◆ WORK TASK 1
In the film reviews below, who plays Birdy's father in Catherine Called Birdy?
◆ WORK TASK 2
Summarize the film reviews below in two sentences.
◆ WORK TASK 3
Extend the film reviews below, picking up after their final sentence.

◆ TEXT BLOCK
Catherine Called Birdy
In her remarks at Catherine Called Birdy’s TIFF premiere, writer-director Lena Dunham declared the 1994 Karen Cushman young adult novel from which she adapted this film to be a personal favorite from the age of 10. That love for the source material is in every frame of this vibrant, funny, sometimes-anachronistic tale of 14-year-old Birdy’s attempts to avoid the suitors her father brings forth as he tries to improve the family fortunes by arranging her marriage. Bella Ramsey is terrific as the willful, pro-feminist teen and so is Andrew Scott as her desperate, calculating dad.
THE BAD
Blind Willow, Sleeping Woman
It seems churlish to dump on Pierre Földes’ directorial debut, an animated adaptation of Haruki Murakami short stories, and yet, it is impossible not to. The various story threads never meld, the animation is uninspiring for the most part, and in the English-language version, at least, the voice performances are flat and indifferent. You would think a film with a lost cat; a talking, human-sized frog; and a giant worm couldn’t miss. You’d be wrong.
The Prisoner’s Daughter
Catherine Hardwicke’s latest stars Brian Cox as a dying convict, long estranged from his single-mom daughter (Kate Beckinsale), who is granted compassionate release to live out his final days in her home. Unsurprisingly, Cox is the best thing about the film, fully inhabiting a man trying to make amends in the time he has left. But he’s working against a hackneyed, predictable story and Hardwicke’s penchant for stopping the action cold as she lets the intrusive songs that decorate the soundtrack ham-fistedly advance the narrative. Ernie Hudson as an old friend of Cox’s is another bright sport in this misfire.

◆ DATA SHOWN

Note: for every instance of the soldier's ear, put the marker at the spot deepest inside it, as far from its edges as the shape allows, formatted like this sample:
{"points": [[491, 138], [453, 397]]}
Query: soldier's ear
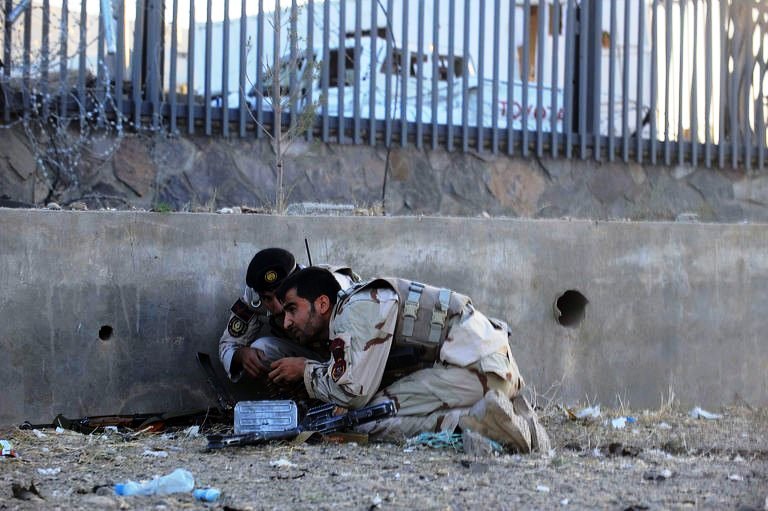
{"points": [[323, 304]]}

◆ WRITTEN ANSWER 1
Andrew Scott

◆ WRITTEN ANSWER 2
Lena Dunham's Catherine Called Birdy, adapted from a 1994 Karen Cushman novel, is praised as a vibrant, funny tale with terrific performances from Bella Ramsey and Andrew Scott. Pierre Földes' animated Murakami adaptation Blind Willow, Sleeping Woman is faulted for story threads that never meld, mostly uninspiring animation and flat English-language voice performances, and Catherine Hardwicke's The Prisoner's Daughter is faulted for a hackneyed, predictable story and intrusive songs despite Brian Cox's strong performance.

◆ WRITTEN ANSWER 3
THE UGLY
Empire of Light
Sam Mendes’ could’ve made a film that was a love letter to cinema à la—in their very different ways—Cinema Paradiso or Matinee. The elements are there in this 1980s-set drama: The seaside Empire Theatre (really Dreamland Cinema in the UK town of Margate, Kent), a threadbare, but still-elegant triple-screen theater with a disused nightclub on its top floor, and Toby Jones as the projectionist who understands the magic of the light emanating from his equipment. Instead, for some reason, he decided on mental illness, racism, and an utterly unconvincing romance between middle-aged floor manager Hilary (Olivia Colman) and new hire Stephen (Micheal Ward), who is 20 years her junior, as the way to go. An utter disaster. What was Mendes thinking?